■ WRITTEN TASK:
Answer these questions about the forum thread on building madwifi below:
(a) Which kernel sources did turner2501 use to recompile the kernel from scratch?
(b) According to paulbiz, what caused the ARCH mismatch error?
(c) What is paulbiz using until native 64-bit drivers are available in madwifi?

I'll be reading the first ticket, since I'm already following the 1679 and I'll post back about this.

----------

## turner2501

Well, not yet victorious...  I've tried to recompile my kernel from scratch using vanilla-sources-2.6.24, which worked fine.  Then proceded to emerge =madwifi-ng-0.9.3.3...  My point is that once this is done, all patches in the 1679 ticket will apply fine and give the support.  

However, I could not emerge madwifi, the build failed

 * Preparing ath_hal module

../scripts/get_arch.mk:44: *** ARCH mismatch: supplied "x86", determined "i386".  Stop.

-------------

This error really left me speechless, anyone can give me some light?  (I've modified my make.conf, recompiled kernel, etc...)

----------

## paulbiz

 *turner2501 wrote:*   

> Well, not yet victorious...  I've tried to recompile my kernel from scratch using vanilla-sources-2.6.24, which worked fine.  Then proceded to emerge =madwifi-ng-0.9.3.3...  My point is that once this is done, all patches in the 1679 ticket will apply fine and give the support.  
> 
> However, I could not emerge madwifi, the build failed
> 
>  * Preparing ath_hal module
> ...

 

That error came from the recent merge of amd64 and x86 kernel and should be fixed in the next public release of madwifi-ng. Check this bug for info and patches: https://bugs.gentoo.org/show_bug.cgi?id=205116

Also, one of the gentoo overlays (i can't remember which, je_fro perhaps) has a madwifi-ng live SVN ebuild which will pull the up-to-the-second sources from the madwifi-ng development server. Those sources should be fixed and contain the latest & greatest.

----------

## turner2501

Thanks paulbiz for clarifying...

it's very sad that I'll have to wait until it starts working again...

But I wonder...  It's going to work in a later version, like 0.9.5 or something similar... not in 0.9.3.3.  All the patches that I found were to be applied on the 0.9.3.3...  I've read somewhere we could expect the support to be in the next madwifi release, but... that's a trout slap at my patience!  :Wink: 

I had tried by svn, the ebuild I had found had an 9999 version which actually pulled everything from svn.  Though, I don't have internet at home and I'd use my eeepc in a cafe with free wireless (the waitresses usually stare strangelly when I ask for an rj45 cable with my coffee)...  and so, since it didn't work one shot, I can't really retry from svn.  But I will!

----------

## paulbiz

Ah, your patience will be tested indeed. Perhaps ndiswrapper + windows drivers will be the path for you to take.  :Smile:  (I'm using ndiswrapper with mine now, until native 64-bit drivers are available in madwifi)

■ ENTRIES PROVIDED:
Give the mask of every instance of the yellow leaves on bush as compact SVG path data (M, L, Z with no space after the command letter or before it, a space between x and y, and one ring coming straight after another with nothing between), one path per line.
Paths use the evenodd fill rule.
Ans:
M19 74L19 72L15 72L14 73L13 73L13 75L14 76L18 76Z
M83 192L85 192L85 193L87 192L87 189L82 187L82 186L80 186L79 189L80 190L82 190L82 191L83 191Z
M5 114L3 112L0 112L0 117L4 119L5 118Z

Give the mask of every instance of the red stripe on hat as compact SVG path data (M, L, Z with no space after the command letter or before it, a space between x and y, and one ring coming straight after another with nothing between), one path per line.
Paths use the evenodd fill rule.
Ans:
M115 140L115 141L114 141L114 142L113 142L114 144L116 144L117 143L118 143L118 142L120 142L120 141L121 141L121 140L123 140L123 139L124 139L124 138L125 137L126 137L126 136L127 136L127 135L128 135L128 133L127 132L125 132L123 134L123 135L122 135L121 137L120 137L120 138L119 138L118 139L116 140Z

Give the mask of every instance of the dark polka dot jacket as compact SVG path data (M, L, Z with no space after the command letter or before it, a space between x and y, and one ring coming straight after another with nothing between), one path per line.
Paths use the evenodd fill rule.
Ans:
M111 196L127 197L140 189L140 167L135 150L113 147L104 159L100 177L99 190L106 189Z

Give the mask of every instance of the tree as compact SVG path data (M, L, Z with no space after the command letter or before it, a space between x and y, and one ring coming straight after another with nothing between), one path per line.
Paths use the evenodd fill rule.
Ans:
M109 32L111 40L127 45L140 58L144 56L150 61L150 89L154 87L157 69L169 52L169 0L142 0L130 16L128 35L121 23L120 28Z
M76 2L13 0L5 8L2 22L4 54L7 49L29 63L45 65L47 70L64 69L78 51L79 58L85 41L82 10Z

■ OUTPUT OF THE TASK:
(a) vanilla-sources-2.6.24
(b) The recent merge of the amd64 and x86 kernel
(c) ndiswrapper